A DIFESA DELL’AQUILA
SCLAVI E GRADELLA: BANDIERE DI UN CALCIO CHE FU

di Andrea Bajocco

 

Con il termine “bandiera” non si indicano soltanto quei giocatori che hanno militato per anni con la stessa maglia, a volte senza mai tradirla. Possono essere definiti “bandiere” anche quelli che per la propria squadra hanno dato tutto, spesso ricevendo poco e niente in cambio.

 

Eroi, leggende, esempi di fierezza e coraggio tali da spingersi fino all’estremo pur di aiutare i compagni. Tra questi, c’è addirittura chi è arrivato a mettere a repentaglio la propria incolumità per la maglia indossata. Ci sono poi storie-limite, in cui i protagonisti hanno preferito rinunciare a una carriera gloriosa piuttosto che vedersi con un’altra casacca addosso e un altro stemma sul petto, all’altezza del cuore.

 

Storie d’altri tempi? Certamente. Storie da film? Sì, ma non solo. Storie d’amore, d’onore, di uomini valorosi, di tempi in cui il calcio non si basava ancora soltanto su tecnica e vil denaro.

 

Siamo a Roma, negli anni Venti. Ezio Sclavi, di professione “portiere della Stradellina” senza neanche una presenza all’attivo lascia la natìa Stradella (piccolo comune Lombardo) per intraprendere il servizio militare nella Capitale. Qui, durante un torneo estivo, viene notato da emissari della Lazio che lo vogliono a tutti i costi, lo ingaggiano e lo buttano nel bel mezzo della mischia, nonostante la sua inesperienza.

 

Senza paura Sclavi si prende il posto da numero uno e difende i pali della Lazio nel biennio 1923-25, al termine del quale ottiene il congedo militare insieme a Vojak e Cattaneo, anch’essi tesserati della squadra capitolina. L’intenzione, comune a tutti e tre i calciatori, era quella di continuare a giocare nella Lazio alla fine dell’anno vengono spediti a cercare fortuna al Nord.

▶ [Consegne]:
**1)** Rispondi a queste domande sul brano sulle bandiere del calcio:
(a) Da quale comune parte Ezio Sclavi e per quale motivo si trasferisce a Roma?
(b) In quale occasione lo notano gli emissari della Lazio?
(c) Con quali altri tesserati della Lazio ottiene il congedo militare?
**2)** Prosegui il brano sulle bandiere del calcio a partire dal punto in cui si interrompe.
Per svolgere l'esercizio non occorre l'elenco.

▶ [Dati forniti]:
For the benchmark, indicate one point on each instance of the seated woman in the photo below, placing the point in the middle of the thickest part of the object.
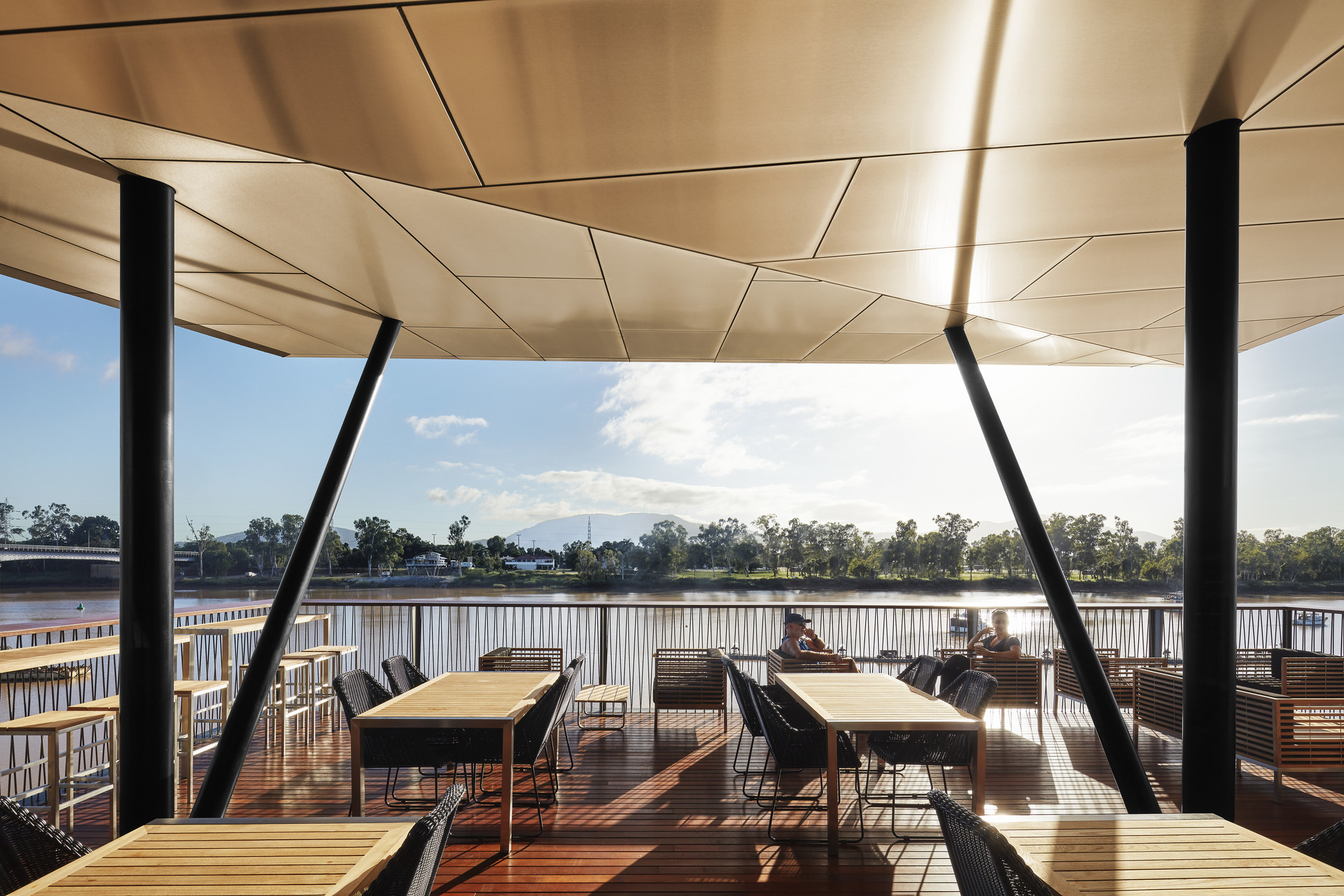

▶ [Risultati]:
**1)**
(a) Parte da Stradella e va a Roma per il servizio militare.
(b) Durante un torneo estivo.
(c) Con Vojak e Cattaneo.

**2)**
Sclavi, nonostante avesse dichiarato che pur di rimanere si sarebbe accontentato del solo vitto giornaliero, viene ceduto alla Juventus con la quale, pur giocando soltanto una partita (tra l’altro sulla linea mediana del campo), vince lo scudetto dopo aver battuto per 7-1 e 5-0 l’Alba Roma nella doppia finale. A campionato concluso, la squadra Campione d’Italia vuole rinnovargli il contratto ma lui declina l’offerta. La sua volontà è quella di tornare alla Lazio.

 

Grazie alla prestanza fisica, allo straordinario coraggio nelle uscite alte e basse e ai riflessi fuori dal comune, il portiere (all’occorrenza utilizzato anche da centravanti...) prende per mano la sua squadra, sia nei momenti belli, sia, soprattutto, in quelli più difficili.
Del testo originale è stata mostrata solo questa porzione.